### TEXT UNDER STUDY

It's twelve weeks long, and takes about an hour a day to read the required chapter for each week, and to do the corresponding exercises. I'm on Day Two, and I have an embarrassing confession: my right arm and hand are sore. From writing with a pen. Each morning you fill three 8.5 x 11 pages with whatever words creep on there. It's a brain dump, really. But really, when was the last time any of us wrote that much by hand? 

Mechanics of the exercises aside, my Morning Pages, as they're called, have so far been therapeutic. Emotional, sad, frustrated. Lots of stuff comes up, stuff you really don't expect, or that you thought you had dealt with. A lot lives in the far reaches of our cavernous brains, I'm finding out. Childhood memories, happy or sad. Past mistakes, skeletons in the closet. Things we can't so easily forget. That's the nature of the beast, but to nurture and heal, to steal a quote, "...you gotta get rid of the shit that weighs you down." I couldn't agree more, and writing it down helps us do this.

Besides the Morning Pages, you also get to take yourself out on an Artist's Date. Nothing fancy or pretentious, just a time for you to spend with yourself to be creative an do something you enjoy. The point is to make time for you, with we seldom do. It can be going to a thrift store, a museum, even a walk in the woods. Anything you enjoy doing that is FUN.

### EXERCISE DETAILS
For each statement, say whether it agrees with the passage about Morning Pages, answering yes or no and quoting the words from the passage that decide it.
1. The program runs for twelve weeks.
2. The Morning Pages are typed on a keyboard.
3. An Artist's Date is meant to be an elaborate, fancy outing.
The records come from a different source than the passage above.

### GIVEN INFORMATION
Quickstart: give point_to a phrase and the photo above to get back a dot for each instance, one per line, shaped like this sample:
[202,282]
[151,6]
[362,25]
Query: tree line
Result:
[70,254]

### ANSWER SECTION
1. Yes: "It's twelve weeks long"
2. No: "From writing with a pen."
3. No: "Nothing fancy or pretentious"